**PASSAGE**
________

Turkey opposition candidate for Istanbul pledges to provide Kurdish courses

Although nicknamed "Kurdistanbul" by some, the city of Istanbul is home to the world's largest Kurdish population but does not provide Kurdish language education.

ISTANBUL (Kurdistan 24) – Turkey’s opposition candidate for the mayor of Istanbul, Ekrem Imamoglu, on Thursday said that if elected, his municipal administration would provide Kurdish language courses.

“The Kurdish language and songs are a part of Turkey’s societal unity,” Imamoglu of the main opposition Peoples' Republican Party (CHP) told Kurdistan 24 at an electoral event less than two weeks before the re-run elections in Istanbul. “Kurdish language courses and even more should be provided, depending on demand.”

“Whatever I think for my Kurdish citizen’s child, I think the same for my Turkish citizen’s child,” he added.

“I am this clear. I know my Kurdish citizenry will decide [in the election] with its mind, heart, moral virtues, and sense of justice.”

________

(Saved entries)
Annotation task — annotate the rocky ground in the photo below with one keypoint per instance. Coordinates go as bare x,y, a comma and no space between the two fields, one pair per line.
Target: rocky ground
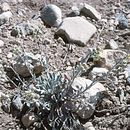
87,42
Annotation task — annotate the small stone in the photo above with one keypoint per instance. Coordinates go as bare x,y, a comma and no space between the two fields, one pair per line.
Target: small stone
31,27
4,17
47,41
98,71
9,55
27,61
76,30
17,103
1,43
5,7
51,15
111,57
122,21
89,11
89,126
28,119
75,12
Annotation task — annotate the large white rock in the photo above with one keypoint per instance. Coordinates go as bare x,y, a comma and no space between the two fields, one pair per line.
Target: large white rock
89,11
112,57
28,62
77,30
84,105
51,15
4,17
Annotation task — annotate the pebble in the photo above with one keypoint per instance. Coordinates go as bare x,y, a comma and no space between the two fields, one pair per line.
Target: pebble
9,55
5,7
1,43
51,15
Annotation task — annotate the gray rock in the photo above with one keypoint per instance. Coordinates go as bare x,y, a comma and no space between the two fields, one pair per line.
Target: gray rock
26,28
28,119
27,61
90,94
98,71
4,7
76,30
4,17
51,15
1,43
89,11
111,57
127,73
89,126
112,45
17,103
122,21
75,12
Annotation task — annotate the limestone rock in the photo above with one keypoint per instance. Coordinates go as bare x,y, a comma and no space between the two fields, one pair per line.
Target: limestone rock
26,28
89,11
1,43
90,94
76,30
111,57
27,61
112,45
4,17
51,15
4,7
98,71
28,119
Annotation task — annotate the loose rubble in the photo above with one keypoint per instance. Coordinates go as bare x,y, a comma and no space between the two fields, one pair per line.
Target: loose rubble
89,11
51,15
64,65
76,30
25,61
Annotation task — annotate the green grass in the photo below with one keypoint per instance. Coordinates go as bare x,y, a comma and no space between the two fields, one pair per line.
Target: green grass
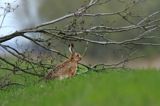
112,88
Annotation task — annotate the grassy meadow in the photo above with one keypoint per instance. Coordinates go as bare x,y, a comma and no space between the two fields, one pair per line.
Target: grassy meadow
109,88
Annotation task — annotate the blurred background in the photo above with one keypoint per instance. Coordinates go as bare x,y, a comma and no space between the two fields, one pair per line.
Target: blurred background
31,13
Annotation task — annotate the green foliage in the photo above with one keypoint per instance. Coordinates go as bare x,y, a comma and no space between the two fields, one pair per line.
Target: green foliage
112,88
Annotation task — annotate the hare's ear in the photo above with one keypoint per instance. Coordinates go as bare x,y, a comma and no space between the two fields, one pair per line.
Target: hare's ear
71,48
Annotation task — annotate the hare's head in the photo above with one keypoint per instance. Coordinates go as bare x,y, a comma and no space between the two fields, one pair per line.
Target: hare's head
74,56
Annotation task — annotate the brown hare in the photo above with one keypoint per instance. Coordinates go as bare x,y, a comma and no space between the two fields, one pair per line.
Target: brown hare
67,68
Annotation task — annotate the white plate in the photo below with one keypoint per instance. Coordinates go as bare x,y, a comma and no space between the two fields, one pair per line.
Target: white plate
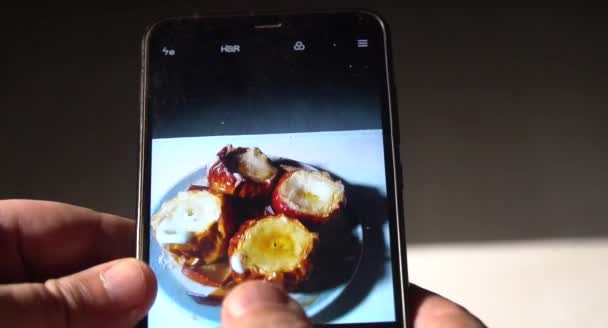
314,299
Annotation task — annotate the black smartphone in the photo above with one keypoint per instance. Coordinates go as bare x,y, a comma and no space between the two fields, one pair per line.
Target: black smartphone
269,150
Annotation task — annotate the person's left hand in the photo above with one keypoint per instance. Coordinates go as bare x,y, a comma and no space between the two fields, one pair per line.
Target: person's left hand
43,247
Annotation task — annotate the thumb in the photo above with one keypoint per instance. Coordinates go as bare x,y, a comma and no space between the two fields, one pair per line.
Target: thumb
113,294
260,304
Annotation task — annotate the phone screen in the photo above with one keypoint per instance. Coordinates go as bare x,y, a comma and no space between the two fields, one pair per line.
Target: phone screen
269,154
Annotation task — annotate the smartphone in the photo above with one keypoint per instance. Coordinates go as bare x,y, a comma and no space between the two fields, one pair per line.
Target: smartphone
269,150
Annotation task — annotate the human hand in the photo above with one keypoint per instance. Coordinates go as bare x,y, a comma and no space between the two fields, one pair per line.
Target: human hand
259,304
45,245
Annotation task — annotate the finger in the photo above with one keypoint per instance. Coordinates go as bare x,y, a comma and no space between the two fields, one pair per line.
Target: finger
429,310
42,239
114,294
259,304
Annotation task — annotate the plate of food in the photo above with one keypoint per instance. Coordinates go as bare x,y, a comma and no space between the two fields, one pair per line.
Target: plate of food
251,216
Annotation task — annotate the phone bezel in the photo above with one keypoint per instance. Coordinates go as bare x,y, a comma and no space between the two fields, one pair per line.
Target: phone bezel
392,158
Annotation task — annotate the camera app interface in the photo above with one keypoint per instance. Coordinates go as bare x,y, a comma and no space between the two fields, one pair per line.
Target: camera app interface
268,162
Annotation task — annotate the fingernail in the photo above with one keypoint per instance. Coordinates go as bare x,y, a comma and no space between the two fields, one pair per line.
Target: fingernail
256,295
125,283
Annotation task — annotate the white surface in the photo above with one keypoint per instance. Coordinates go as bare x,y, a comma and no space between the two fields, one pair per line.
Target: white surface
552,284
356,156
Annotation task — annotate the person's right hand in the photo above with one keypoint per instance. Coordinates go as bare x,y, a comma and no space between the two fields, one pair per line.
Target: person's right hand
259,304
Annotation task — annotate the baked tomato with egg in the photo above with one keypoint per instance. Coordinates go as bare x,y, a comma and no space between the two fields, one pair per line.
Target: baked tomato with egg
275,248
242,172
308,195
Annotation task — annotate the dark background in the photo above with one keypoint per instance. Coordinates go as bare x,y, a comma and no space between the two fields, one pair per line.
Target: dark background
502,112
267,87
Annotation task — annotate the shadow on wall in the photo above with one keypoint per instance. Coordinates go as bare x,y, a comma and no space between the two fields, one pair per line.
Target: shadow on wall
503,118
503,126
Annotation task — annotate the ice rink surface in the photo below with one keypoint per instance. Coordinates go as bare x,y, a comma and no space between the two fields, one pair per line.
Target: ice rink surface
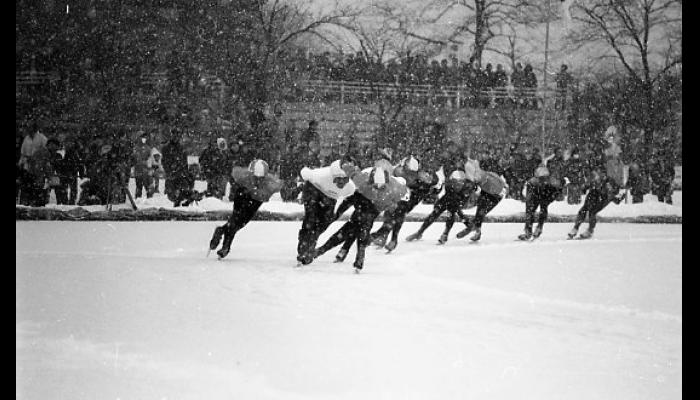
134,310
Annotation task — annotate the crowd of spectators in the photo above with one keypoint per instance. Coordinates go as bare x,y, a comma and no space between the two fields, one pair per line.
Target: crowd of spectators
479,87
104,158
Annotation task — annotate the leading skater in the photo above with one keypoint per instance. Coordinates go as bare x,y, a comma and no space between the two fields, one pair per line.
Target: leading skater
322,188
491,189
376,191
541,192
419,183
602,190
251,187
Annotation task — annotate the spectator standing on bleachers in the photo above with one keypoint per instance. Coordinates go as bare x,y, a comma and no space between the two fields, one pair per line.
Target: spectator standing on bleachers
142,172
55,175
517,78
662,173
575,173
31,190
530,83
500,82
74,161
155,166
489,162
179,181
216,166
563,80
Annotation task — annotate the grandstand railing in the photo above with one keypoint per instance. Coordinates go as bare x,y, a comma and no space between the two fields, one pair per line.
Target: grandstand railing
353,91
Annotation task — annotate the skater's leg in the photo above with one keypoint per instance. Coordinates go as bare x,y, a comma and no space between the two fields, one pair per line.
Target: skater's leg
244,208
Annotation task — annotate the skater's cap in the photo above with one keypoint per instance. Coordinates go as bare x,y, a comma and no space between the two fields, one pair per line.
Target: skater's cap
259,168
541,172
378,177
336,170
411,164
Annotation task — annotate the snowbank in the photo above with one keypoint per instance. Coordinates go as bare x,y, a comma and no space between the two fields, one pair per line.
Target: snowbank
160,208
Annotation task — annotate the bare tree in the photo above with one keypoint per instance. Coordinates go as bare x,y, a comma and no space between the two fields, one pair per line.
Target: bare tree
643,35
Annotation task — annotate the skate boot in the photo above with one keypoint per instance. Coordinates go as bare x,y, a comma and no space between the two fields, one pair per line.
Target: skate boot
464,232
340,257
223,253
216,238
378,240
358,266
476,236
538,232
414,236
587,234
526,236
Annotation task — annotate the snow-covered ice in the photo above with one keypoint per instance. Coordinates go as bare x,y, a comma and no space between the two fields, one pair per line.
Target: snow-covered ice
134,310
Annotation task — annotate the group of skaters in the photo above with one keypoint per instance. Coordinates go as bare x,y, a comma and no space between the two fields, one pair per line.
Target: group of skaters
394,187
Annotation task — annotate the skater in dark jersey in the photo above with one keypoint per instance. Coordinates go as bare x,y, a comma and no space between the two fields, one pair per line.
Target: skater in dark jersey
376,191
602,190
540,194
419,183
252,186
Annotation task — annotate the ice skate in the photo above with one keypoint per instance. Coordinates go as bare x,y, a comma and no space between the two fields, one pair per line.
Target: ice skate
525,236
476,236
464,232
379,241
537,233
340,257
587,234
414,236
216,238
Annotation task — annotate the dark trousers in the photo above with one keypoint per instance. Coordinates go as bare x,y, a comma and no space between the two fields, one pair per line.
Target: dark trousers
244,208
484,205
595,203
393,220
531,206
573,195
319,213
356,229
143,180
450,201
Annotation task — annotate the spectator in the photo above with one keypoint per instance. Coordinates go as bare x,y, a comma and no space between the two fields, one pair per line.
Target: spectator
530,83
216,167
55,175
74,163
31,189
500,81
662,173
575,172
142,172
637,182
517,78
155,167
557,167
563,80
179,180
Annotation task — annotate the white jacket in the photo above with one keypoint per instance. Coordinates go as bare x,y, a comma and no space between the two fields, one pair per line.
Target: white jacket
322,179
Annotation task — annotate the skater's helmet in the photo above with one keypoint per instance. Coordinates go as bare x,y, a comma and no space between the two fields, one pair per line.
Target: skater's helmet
411,164
378,177
336,170
259,168
541,172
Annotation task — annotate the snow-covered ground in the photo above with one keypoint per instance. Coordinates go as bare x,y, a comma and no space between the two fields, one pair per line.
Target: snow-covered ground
650,207
133,310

________

**THE TASKS**
1. Answer these questions about the article on Istanbul's mayoral race:
(a) What nickname does the article say some people give Istanbul?
(b) Which party does Ekrem Imamoglu belong to?
(c) According to Imamoglu, what should determine the provision of Kurdish language courses?
2. Can you sum up the article on Istanbul's mayoral race in two sentences?
3. Does each statement agree with the article on Istanbul's mayoral race? Answer yes or no and quote the words that decide it.
(a) Istanbul currently provides Kurdish language education.
(b) Imamoglu spoke less than two weeks before the re-run elections in Istanbul.
(c) Imamoglu is a member of the ruling party.

**SOLUTIONS PER TASK**
1.
(a) "Kurdistanbul"
(b) The main opposition Peoples' Republican Party (CHP)
(c) Demand

2. Ekrem Imamoglu, Turkey's opposition candidate for mayor of Istanbul, said that if elected, his municipal administration would provide Kurdish language courses in a city that has the world's largest Kurdish population but offers no Kurdish language education. Speaking to Kurdistan 24 at an electoral event, he called the Kurdish language and songs part of Turkey's societal unity and said he thinks the same for the children of Kurdish citizens as for those of Turkish citizens.

3.
(a) No: "does not provide Kurdish language education"
(b) Yes: "at an electoral event less than two weeks before the re-run elections in Istanbul"
(c) No: "the main opposition Peoples' Republican Party (CHP)"